■ Aim ■
Update the listing below by replacing every "one dot" with "a single marker" and keeping all other wording unchanged. Leave the pictures out of your answer.

■ Data for this exercise ■
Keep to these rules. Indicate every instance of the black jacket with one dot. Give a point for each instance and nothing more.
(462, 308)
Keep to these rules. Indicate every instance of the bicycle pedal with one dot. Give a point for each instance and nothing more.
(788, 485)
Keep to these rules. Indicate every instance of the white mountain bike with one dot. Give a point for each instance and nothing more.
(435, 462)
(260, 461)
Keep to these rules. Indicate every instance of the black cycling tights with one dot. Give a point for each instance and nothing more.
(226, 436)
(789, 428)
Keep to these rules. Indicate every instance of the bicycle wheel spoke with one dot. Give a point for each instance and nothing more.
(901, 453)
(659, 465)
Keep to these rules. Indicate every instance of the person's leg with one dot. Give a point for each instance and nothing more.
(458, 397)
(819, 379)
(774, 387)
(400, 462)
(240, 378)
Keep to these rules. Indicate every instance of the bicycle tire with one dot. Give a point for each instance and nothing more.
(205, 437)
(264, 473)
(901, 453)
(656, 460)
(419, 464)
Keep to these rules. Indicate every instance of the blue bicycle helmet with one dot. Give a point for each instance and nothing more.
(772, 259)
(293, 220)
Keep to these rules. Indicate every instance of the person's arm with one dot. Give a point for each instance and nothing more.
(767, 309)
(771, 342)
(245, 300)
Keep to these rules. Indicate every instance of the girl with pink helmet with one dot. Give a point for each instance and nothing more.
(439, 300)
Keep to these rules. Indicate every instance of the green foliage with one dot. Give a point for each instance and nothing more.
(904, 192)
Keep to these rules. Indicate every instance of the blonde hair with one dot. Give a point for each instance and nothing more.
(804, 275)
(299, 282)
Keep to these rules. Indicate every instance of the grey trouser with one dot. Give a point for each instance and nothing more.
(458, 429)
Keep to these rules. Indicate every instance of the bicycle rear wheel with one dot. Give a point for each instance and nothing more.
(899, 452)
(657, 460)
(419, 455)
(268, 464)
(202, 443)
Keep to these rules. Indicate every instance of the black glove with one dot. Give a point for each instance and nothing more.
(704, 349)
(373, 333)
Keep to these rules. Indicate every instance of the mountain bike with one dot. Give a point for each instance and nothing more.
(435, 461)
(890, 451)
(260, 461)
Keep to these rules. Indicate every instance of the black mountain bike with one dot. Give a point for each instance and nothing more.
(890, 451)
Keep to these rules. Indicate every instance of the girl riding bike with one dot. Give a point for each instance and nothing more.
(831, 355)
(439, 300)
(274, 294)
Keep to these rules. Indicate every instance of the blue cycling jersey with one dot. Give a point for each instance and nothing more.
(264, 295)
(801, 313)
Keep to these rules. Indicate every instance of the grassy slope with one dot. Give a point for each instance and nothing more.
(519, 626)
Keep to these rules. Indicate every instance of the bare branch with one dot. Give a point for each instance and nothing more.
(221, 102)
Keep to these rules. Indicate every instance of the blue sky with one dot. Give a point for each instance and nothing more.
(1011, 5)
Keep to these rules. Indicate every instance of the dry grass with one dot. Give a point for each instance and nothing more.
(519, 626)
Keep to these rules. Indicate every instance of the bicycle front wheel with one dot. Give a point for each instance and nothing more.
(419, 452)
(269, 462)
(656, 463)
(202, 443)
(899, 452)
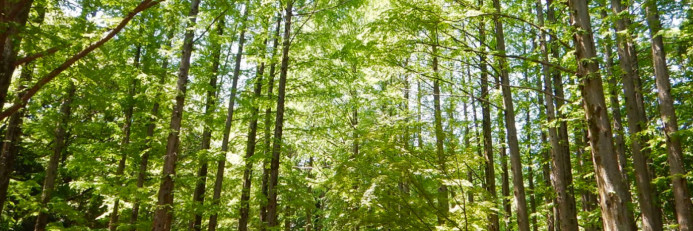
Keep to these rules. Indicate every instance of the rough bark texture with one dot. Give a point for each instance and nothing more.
(637, 121)
(250, 150)
(221, 164)
(129, 108)
(164, 211)
(58, 149)
(443, 204)
(151, 126)
(613, 193)
(682, 195)
(279, 121)
(13, 18)
(513, 145)
(489, 171)
(210, 107)
(268, 120)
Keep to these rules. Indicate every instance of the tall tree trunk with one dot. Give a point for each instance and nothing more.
(279, 121)
(268, 120)
(513, 146)
(164, 212)
(637, 121)
(149, 138)
(13, 134)
(682, 195)
(443, 204)
(486, 130)
(13, 18)
(613, 192)
(619, 143)
(129, 108)
(58, 149)
(250, 147)
(562, 179)
(210, 107)
(221, 164)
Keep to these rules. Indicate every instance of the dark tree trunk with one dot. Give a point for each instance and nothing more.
(210, 107)
(250, 148)
(268, 120)
(637, 121)
(151, 126)
(513, 145)
(58, 149)
(129, 108)
(13, 18)
(279, 121)
(221, 164)
(613, 192)
(682, 195)
(164, 212)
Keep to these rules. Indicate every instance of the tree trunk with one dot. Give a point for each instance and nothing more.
(513, 146)
(129, 108)
(443, 204)
(268, 120)
(221, 164)
(279, 121)
(210, 107)
(682, 195)
(250, 148)
(13, 18)
(562, 179)
(151, 126)
(486, 130)
(164, 214)
(637, 121)
(58, 149)
(613, 192)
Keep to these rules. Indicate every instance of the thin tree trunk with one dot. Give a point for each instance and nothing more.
(279, 121)
(268, 120)
(682, 195)
(221, 164)
(443, 204)
(613, 192)
(13, 18)
(58, 149)
(561, 168)
(129, 108)
(637, 121)
(513, 146)
(210, 106)
(486, 130)
(151, 126)
(164, 212)
(250, 148)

■ Expected output ■
Keep to these rules. Indicate every instance of the black jacket with a single marker. Give a point for each instance and nothing more.
(462, 308)
Keep to these rules. Indicate every instance of the bicycle pedal with a single marker. Give a point for each instance and nothing more.
(788, 485)
Keep to these rules. Indicate every instance of the white mountain bike with a single marker. Give a point for each instance and nothing more.
(435, 462)
(260, 461)
Keep to these rules. Indicate every instance of the black cycling tights with a single marker. Give a point for each instance and nothing more.
(226, 436)
(789, 428)
Keep to these rules. Indicate every instance of the bicycle wheel spoke with a single marker. Give a point for each instance and nothing more.
(901, 453)
(659, 465)
Keep to these rules. Indicate every instance of the person's leg with a single marker. Give a point for each instance and nothing more.
(458, 397)
(819, 379)
(774, 387)
(400, 462)
(240, 378)
Keep to these rules. Indicate every instance of the bicycle tire with a single marker. Give a point for each instance and nothing more.
(205, 437)
(264, 473)
(901, 453)
(656, 460)
(419, 464)
Keep to these rules. Indicate every instance of the blue bicycle helmet with a single marker. Give a point for each instance and nothing more.
(772, 259)
(293, 220)
Keep to these rules. Indicate every instance of the person's arm with a single marker. Give a point for each instance and nothing more.
(767, 309)
(771, 342)
(245, 300)
Keep to these rules. Indicate every instance of the girl with pink helmet with a single marker. Give a point for each instance and nothing more.
(439, 300)
Keep to these rules. Indicate every instance of the green foliage with a single marker. Give a point for each instance and nothing more.
(904, 192)
Keep to these rules. Indicate every instance of the blonde hair with a single marker. Give a point for each instance and nothing more.
(804, 275)
(299, 282)
Keep to these rules. Indicate every instance of the grey trouser with a single marker. Give a point for each instance and nothing more.
(458, 429)
Keep to these rules. Indicate every instance of the bicycle rear wheel with a single marker. Give a point for each instance and nothing more.
(899, 452)
(657, 460)
(419, 455)
(268, 464)
(202, 443)
Keep to these rules. Indicate every instance of the black glove with a single marker. Give a point for each instance and nothing more.
(704, 349)
(373, 333)
Keep to these rules. Indicate every instance of the mountain bike with a single marker. Give a point for each instance and nothing more.
(435, 461)
(890, 451)
(260, 461)
Keep to these rules. Indicate every instance of the black mountain bike with a single marker. Give a point for each instance and nothing more.
(890, 451)
Keep to these rules. Indicate every instance of the girl riding bike with a single marker. Give a point for each instance and nothing more.
(831, 355)
(439, 300)
(274, 294)
Keep to these rules. Indicate every instance of the blue cycling jersey with a single marker. Give a point for each instance and nothing more.
(264, 295)
(801, 313)
Keep to these rules. Indicate every instance of the grassy slope with a single marker. Give a point for each instance and nothing more.
(519, 626)
Keep to these rules. Indicate every instance of the bare branch with a single marker. Give a point for each instance and nothing more.
(221, 102)
Keep to these rules. Indicate every instance of the blue sky with a single marker. Give a point for each instance and nothing more.
(1011, 5)
Keep to these rules. Indicate every instance of the dry grass with a single marker. Give a point for each instance and nothing more.
(519, 626)
Keep to these rules. Indicate every instance of the bicycle front wheel with a single marker. Give a point for each instance and nothing more.
(419, 452)
(269, 462)
(656, 463)
(202, 443)
(899, 452)
Keep to these rules. Indicate every instance of the rough bark texture with a single marker. Give a point for each instance and nothing more.
(637, 121)
(250, 150)
(221, 164)
(129, 108)
(164, 211)
(58, 149)
(443, 204)
(151, 126)
(613, 193)
(682, 195)
(279, 121)
(13, 18)
(513, 145)
(489, 171)
(210, 107)
(268, 120)
Keep to these rules. Indicate every instance of the tall tree trunk with a single marker. Give a point for each instance and nothing more.
(279, 121)
(268, 120)
(513, 146)
(164, 212)
(637, 121)
(149, 138)
(13, 134)
(682, 195)
(443, 204)
(486, 130)
(13, 18)
(613, 192)
(619, 143)
(129, 108)
(58, 149)
(250, 147)
(562, 179)
(210, 107)
(221, 164)
Keep to these rules. Indicate every instance of the dark tree trunk with a single marker. Give a point for each instance and nothing more.
(210, 107)
(250, 148)
(268, 120)
(637, 121)
(151, 126)
(513, 145)
(58, 149)
(129, 108)
(13, 18)
(279, 121)
(221, 164)
(613, 192)
(682, 195)
(164, 212)
Keep to these rules. Indicate every instance of the tree trunk with a single marker. Give a point for each instance and nothing more.
(513, 146)
(129, 108)
(443, 204)
(268, 120)
(221, 164)
(279, 121)
(210, 107)
(682, 195)
(250, 148)
(13, 18)
(562, 179)
(151, 126)
(486, 130)
(164, 214)
(637, 121)
(58, 149)
(613, 192)
Keep to these rules. Indicate every instance of the thin tree trunk with a single marker. Give a point for each instance and nothing more.
(279, 121)
(268, 120)
(682, 195)
(221, 164)
(443, 204)
(613, 192)
(13, 18)
(58, 149)
(561, 168)
(129, 108)
(637, 121)
(513, 146)
(210, 106)
(486, 130)
(151, 126)
(164, 212)
(250, 148)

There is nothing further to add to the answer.